→ TASKS FOR THIS EXERCISE:
[a] In the chemotherapy account, shorten the paragraph beginning "That morning I had a port put into my right arm" into a short list that keeps its main facts.
[b] Pick up the chemotherapy account after its last sentence and keep it going.

→ EXCERPT PROVIDED:
+ + + + +

I was very open about my diagnosis and upcoming treatment, inviting close friends to come to chemo with me to see what it was like. For me it was important to share what was happening to me as it affected those around me just as much as it had affected me.
But ultimately, I had no idea what to expect, I’d read the long list of side effects and tried to imagine experiencing each of them.
My first round of chemo was not what I expected, it was incredibly difficult.
That morning I had a port put into my right arm that would serve as the entry point for chemo over the next four and a half months. I was then taken to the Oncology day ward where I put a cooling cap on to cool down my scalp and slow the blood flow around my hair follicles to protect them and hopefully keep them from falling out.
After an hour of scalp cooling the drugs were administered and the cap remained on throughout the treatment and then for an hour afterwards.
By the end of the treatment I was exhausted, nauseous and emotional.
I was very lucky that my symptoms weren’t as bad as those I’d studied on the sheet but the toll the drugs took on my body and state of mind really took me by surprise.
I had underestimated the impact of a loss of taste and appetite. I was desperate to bounce back to normal as I had after my operation, but had to learn to slow down and take my time to recover from the cocktail of drugs in my system.
After a week or so I started to feel like I was getting back to ‘normal’ and decided to get a group together for the 2018 Carman’s Women’s Fun Run to help fundraise for BCNA. I was really overwhelmed by the support and donations I received. I was so glad I could help contribute to an organisation that had supported me through my diagnosis and treatment.
On the day of the run my scalp felt sore and I knew what was to come – as I got ready I recall making the decision not to put my hair up as I was worried it would fall out.
The next day a clump of hair was on my pillow and it continued to fall out, at work, in the shower – everywhere.
I was determined to persevere with the cooling cap, at least for one more session but it just didn’t work for me. I shaved my head a week before Christmas and it was the most freeing feeling. In a situation where I’d lost a lot control over my life I finally got to make a choice that I had full control over. Thankfully the shaved head suited me!

+ + + + +

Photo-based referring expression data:

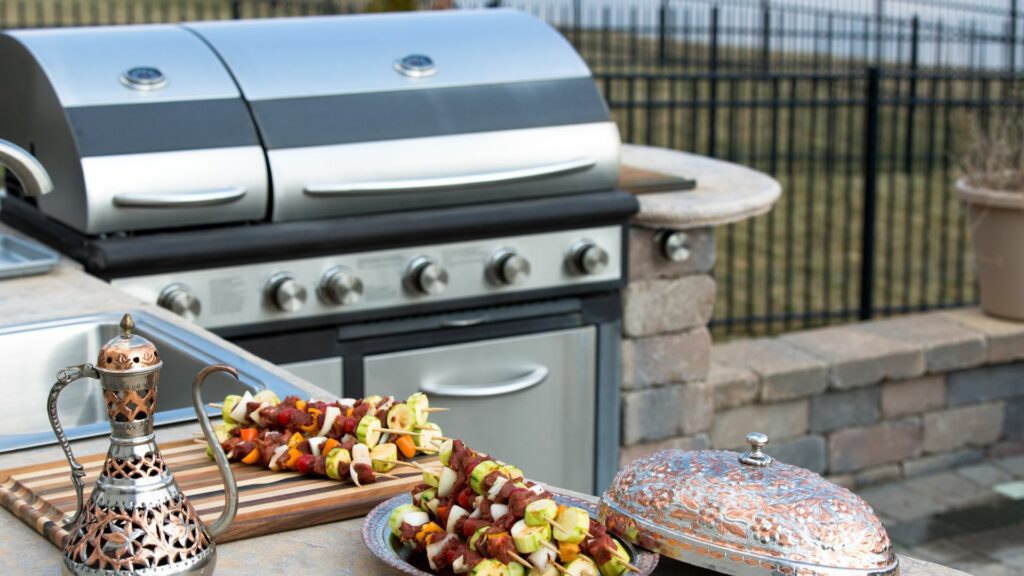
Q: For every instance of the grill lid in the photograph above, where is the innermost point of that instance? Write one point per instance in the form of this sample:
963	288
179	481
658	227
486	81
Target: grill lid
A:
379	113
139	127
745	515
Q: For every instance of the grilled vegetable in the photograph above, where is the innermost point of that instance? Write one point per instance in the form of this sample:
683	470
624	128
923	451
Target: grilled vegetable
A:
541	512
394	521
381	452
446	482
426	435
528	539
230	401
406	445
616	566
576	523
400	417
479	472
335	457
491	567
444	453
239	411
419	404
582	566
369	430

+ + + + +

→ YOUR WRITTEN ANSWERS:
[a]
- That morning, a port was put into my right arm as the entry point for chemo over the next four and a half months.
- I was then taken to the Oncology day ward.
- There I put on a cooling cap to cool my scalp and slow blood flow around my hair follicles, to protect them and hopefully keep my hair from falling out.

[b]
I started to enjoy the freedom of a new hair cut (and the time I saved in the mornings!). My hair, eyelashes and eyebrows continued to fall out and I forged a new sense of confidence that came with this new identity, I felt proud of what I’d been through and decided not to wear a wig to hide the signs of what I’d been through.
After 6 sessions, I finished chemo on the 27th February and was relieved but hesitant about what was to come with radiation. I’d once again consulted the long list of possible side effects and was anxious and nervous about what came next.
I had radiation therapy every day for three weeks and was extremely lucky to have experienced little to no side effects, which again I credit to maintaining a strong routine of exercise and eating well.
On Monday the 8th April 2019 I had my last session, I walked into the waiting room to see my boyfriend holding a bottle of champagne standing by the remission ‘victory bell’.
I rung that bell with glass in hand confident that I wouldn’t need to ring it again.
12 months on from my diagnosis, I feel better than ever. My hair is growing back, life is getting back to normal and I’m immensely proud of what my body has done and can do.
I’m planning to have a preventative mastectomy on my other breast in the next couple of months.
This year when I do the Carman’s Women’s Fun Run I’ll be post op once again, surrounded by a group of family and friends and stronger than ever.